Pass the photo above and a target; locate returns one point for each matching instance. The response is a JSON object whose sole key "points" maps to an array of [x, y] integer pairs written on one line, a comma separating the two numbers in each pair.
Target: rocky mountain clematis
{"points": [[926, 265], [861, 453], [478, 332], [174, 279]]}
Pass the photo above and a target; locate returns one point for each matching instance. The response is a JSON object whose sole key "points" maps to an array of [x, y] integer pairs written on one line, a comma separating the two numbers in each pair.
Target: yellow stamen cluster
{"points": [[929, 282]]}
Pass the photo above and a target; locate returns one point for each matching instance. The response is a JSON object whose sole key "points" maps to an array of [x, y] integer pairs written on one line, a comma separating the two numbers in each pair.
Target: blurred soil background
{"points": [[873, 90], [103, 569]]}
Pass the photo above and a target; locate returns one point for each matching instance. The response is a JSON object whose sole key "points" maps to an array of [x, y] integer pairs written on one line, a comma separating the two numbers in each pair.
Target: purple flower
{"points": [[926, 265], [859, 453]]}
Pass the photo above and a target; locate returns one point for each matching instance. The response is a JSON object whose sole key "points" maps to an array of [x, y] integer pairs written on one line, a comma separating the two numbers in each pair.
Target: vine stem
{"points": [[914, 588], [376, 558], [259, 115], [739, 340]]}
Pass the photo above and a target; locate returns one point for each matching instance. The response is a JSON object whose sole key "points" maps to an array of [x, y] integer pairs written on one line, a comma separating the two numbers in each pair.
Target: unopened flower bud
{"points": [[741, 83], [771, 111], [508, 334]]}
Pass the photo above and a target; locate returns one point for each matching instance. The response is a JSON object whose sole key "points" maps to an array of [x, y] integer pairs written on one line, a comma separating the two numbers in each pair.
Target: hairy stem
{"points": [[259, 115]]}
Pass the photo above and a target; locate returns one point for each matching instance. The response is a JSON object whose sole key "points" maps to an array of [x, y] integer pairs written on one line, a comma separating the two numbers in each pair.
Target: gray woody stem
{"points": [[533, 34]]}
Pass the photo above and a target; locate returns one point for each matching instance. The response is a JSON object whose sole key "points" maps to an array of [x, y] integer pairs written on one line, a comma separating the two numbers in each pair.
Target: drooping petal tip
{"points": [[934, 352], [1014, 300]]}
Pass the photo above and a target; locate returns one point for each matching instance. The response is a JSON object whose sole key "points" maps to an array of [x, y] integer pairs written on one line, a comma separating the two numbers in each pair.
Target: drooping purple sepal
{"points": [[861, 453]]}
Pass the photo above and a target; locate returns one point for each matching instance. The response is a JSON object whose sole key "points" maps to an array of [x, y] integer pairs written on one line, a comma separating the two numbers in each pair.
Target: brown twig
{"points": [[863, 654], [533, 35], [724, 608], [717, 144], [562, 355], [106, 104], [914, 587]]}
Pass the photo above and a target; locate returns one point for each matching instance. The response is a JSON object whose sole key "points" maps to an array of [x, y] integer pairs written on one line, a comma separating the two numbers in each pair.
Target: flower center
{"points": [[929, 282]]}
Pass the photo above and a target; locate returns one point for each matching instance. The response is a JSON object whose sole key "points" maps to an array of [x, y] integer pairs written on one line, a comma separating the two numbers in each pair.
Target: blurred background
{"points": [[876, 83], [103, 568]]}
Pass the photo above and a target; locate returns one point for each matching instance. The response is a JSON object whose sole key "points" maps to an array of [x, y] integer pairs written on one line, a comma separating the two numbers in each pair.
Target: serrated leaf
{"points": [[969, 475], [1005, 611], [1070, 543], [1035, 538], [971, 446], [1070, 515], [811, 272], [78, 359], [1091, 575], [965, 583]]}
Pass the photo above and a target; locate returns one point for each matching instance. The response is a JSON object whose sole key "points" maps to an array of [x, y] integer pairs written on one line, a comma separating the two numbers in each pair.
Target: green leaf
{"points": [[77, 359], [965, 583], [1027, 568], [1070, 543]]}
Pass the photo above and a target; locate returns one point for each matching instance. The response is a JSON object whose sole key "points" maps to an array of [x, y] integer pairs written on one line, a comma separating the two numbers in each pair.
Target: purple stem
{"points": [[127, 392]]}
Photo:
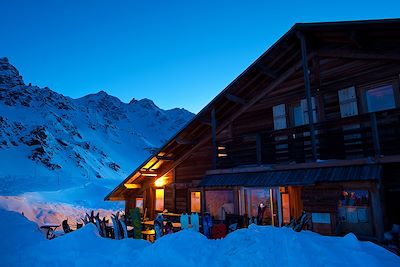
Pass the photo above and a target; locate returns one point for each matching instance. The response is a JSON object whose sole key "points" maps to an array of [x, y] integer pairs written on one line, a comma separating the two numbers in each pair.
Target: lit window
{"points": [[195, 202], [159, 199], [380, 98], [139, 203], [354, 212]]}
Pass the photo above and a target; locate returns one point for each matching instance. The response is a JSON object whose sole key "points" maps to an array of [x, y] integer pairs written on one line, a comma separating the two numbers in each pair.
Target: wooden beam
{"points": [[375, 134], [205, 121], [259, 148], [235, 99], [132, 186], [308, 92], [182, 141], [356, 39], [268, 89], [363, 54], [148, 173], [165, 158], [267, 71], [214, 138]]}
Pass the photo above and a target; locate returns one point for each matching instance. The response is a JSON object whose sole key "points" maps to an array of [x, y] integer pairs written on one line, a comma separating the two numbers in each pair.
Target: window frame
{"points": [[362, 92], [190, 200], [155, 199]]}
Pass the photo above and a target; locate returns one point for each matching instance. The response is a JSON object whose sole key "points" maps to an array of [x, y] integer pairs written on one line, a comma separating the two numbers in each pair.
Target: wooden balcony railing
{"points": [[365, 135]]}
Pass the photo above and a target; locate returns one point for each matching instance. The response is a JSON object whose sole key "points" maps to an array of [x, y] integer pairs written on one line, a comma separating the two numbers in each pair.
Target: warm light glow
{"points": [[133, 186], [148, 174], [160, 182], [159, 199], [195, 203]]}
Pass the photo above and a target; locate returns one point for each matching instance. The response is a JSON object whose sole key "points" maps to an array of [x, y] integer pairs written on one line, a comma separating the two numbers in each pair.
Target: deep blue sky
{"points": [[177, 53]]}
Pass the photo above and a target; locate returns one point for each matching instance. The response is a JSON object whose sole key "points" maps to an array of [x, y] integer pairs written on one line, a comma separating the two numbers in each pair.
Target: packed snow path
{"points": [[23, 245]]}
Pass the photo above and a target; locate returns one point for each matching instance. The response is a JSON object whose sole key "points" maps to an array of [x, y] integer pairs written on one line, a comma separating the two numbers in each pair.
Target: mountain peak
{"points": [[147, 103], [9, 75]]}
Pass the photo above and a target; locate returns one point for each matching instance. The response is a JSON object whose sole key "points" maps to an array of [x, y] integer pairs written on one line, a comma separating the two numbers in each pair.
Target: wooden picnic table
{"points": [[49, 229], [151, 223], [149, 234]]}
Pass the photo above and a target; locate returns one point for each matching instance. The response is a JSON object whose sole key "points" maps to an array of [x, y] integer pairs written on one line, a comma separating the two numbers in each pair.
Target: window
{"points": [[299, 112], [298, 118], [279, 114], [354, 212], [256, 197], [195, 202], [348, 102], [380, 98], [219, 202], [159, 200], [304, 108], [139, 203]]}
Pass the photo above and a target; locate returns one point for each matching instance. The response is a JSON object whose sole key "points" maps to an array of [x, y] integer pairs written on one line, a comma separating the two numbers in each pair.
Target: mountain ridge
{"points": [[96, 135]]}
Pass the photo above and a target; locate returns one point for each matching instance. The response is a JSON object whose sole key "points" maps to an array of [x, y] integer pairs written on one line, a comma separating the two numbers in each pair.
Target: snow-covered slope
{"points": [[49, 141], [60, 156], [255, 246]]}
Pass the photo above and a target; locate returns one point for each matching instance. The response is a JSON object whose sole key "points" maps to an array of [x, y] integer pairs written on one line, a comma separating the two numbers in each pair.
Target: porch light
{"points": [[160, 182], [148, 173], [132, 186]]}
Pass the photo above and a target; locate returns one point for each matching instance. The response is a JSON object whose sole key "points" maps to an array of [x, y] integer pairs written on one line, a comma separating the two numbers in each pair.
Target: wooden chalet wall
{"points": [[188, 175], [333, 75]]}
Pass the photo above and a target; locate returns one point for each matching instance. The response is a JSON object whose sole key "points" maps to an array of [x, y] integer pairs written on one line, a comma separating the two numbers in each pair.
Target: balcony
{"points": [[365, 135]]}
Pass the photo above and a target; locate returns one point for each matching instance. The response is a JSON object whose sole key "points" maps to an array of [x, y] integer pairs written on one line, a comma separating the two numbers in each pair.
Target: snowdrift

+++++

Your instructions: List each line above that contains the string "light", matching case exactly.

Full output:
Target: warm light glow
Target: porch light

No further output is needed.